── PROVIDED DATA

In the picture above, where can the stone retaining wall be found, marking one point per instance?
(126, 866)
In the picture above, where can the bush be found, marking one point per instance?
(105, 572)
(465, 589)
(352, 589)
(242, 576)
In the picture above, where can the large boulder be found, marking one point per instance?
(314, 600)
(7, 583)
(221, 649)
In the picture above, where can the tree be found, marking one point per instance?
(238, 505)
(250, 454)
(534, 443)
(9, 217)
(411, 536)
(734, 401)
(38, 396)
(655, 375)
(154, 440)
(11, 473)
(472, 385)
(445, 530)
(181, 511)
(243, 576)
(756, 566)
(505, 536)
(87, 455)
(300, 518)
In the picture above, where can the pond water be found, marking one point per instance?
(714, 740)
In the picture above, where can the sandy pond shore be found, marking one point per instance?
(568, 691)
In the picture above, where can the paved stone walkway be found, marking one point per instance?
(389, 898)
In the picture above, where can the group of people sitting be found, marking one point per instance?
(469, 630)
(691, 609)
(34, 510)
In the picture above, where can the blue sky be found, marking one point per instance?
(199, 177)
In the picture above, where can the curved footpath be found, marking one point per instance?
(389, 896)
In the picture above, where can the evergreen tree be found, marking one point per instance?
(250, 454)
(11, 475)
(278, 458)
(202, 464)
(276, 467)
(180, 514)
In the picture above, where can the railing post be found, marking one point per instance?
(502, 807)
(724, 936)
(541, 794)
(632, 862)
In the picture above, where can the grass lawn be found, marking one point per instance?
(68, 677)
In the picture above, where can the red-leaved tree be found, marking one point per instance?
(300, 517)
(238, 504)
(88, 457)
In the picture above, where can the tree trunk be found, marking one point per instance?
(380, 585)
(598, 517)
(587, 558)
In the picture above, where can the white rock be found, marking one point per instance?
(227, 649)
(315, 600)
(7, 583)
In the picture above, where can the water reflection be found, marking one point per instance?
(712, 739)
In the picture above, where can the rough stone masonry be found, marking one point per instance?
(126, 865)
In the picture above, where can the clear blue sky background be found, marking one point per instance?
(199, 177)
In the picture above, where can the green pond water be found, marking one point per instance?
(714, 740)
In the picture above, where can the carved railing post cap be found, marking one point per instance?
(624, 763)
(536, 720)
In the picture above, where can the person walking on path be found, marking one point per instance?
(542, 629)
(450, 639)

────

### REQUIRED TASK
Can you rewrite all the items above as a numbered list, leaving out any blank lines?

### EXERCISE RESPONSE
1. In the picture above, where can the stone retaining wall be found, marking one point per instance?
2. (126, 866)
3. In the picture above, where can the bush be found, marking one point per instance?
4. (105, 572)
5. (465, 589)
6. (352, 589)
7. (242, 576)
8. In the picture above, where can the large boulder be found, marking one point per instance?
9. (314, 600)
10. (7, 583)
11. (221, 649)
12. In the picture above, where can the tree be found, marking one point per instance?
13. (238, 505)
14. (250, 454)
15. (534, 443)
16. (9, 217)
17. (411, 536)
18. (734, 401)
19. (38, 396)
20. (655, 375)
21. (154, 440)
22. (11, 473)
23. (472, 385)
24. (445, 530)
25. (181, 511)
26. (243, 576)
27. (756, 566)
28. (505, 536)
29. (87, 455)
30. (300, 518)
31. In the picture above, where can the pond water be found, marking one point per instance?
32. (714, 740)
33. In the picture above, where can the sandy pond shore be found, marking one point per instance?
34. (568, 691)
35. In the picture above, where can the paved stone walkway be found, marking one point per instance?
36. (389, 898)
37. In the picture above, where can the group of people sitting be found, marking one point per instance?
38. (469, 630)
39. (691, 609)
40. (34, 510)
41. In the picture above, where can the blue sky be found, marking one point per instance?
42. (199, 177)
43. In the picture above, where can the curved footpath be found, marking one point per instance?
44. (389, 896)
45. In the picture above, where can the evergreen tree be found, marking one point per instance?
46. (250, 454)
47. (11, 475)
48. (278, 458)
49. (202, 464)
50. (276, 467)
51. (180, 514)
52. In the picture above, where can the railing post be found, marking one point per instance?
53. (502, 807)
54. (724, 936)
55. (541, 794)
56. (632, 862)
57. In the picture above, where can the grass lawn be found, marking one point per instance?
58. (68, 677)
59. In the picture above, where can the red-leaved tree be found, marking one point per instance?
60. (300, 517)
61. (238, 504)
62. (88, 457)
63. In the picture above, where can the tree trunk be found, marking one point per instance?
64. (380, 585)
65. (598, 517)
66. (587, 558)
67. In the picture above, where can the white rock be found, marking one point per instance?
68. (227, 649)
69. (315, 600)
70. (7, 583)
71. In the picture above, where can the water reflection be found, marking one point per instance?
72. (712, 739)
73. In the picture above, where can the rough stone masonry be found, marking one point per instance?
74. (126, 865)
75. In the picture above, where can the clear blue sky background be found, marking one point per instance?
76. (199, 177)
77. In the picture above, where can the green pond water be found, marking one point per instance?
78. (714, 740)
79. In the picture above, where can the carved railing post cap be found, marking one point per instance?
80. (624, 763)
81. (536, 720)
82. In the picture above, where can the person walking on path be found, marking one point per instance?
83. (542, 629)
84. (450, 639)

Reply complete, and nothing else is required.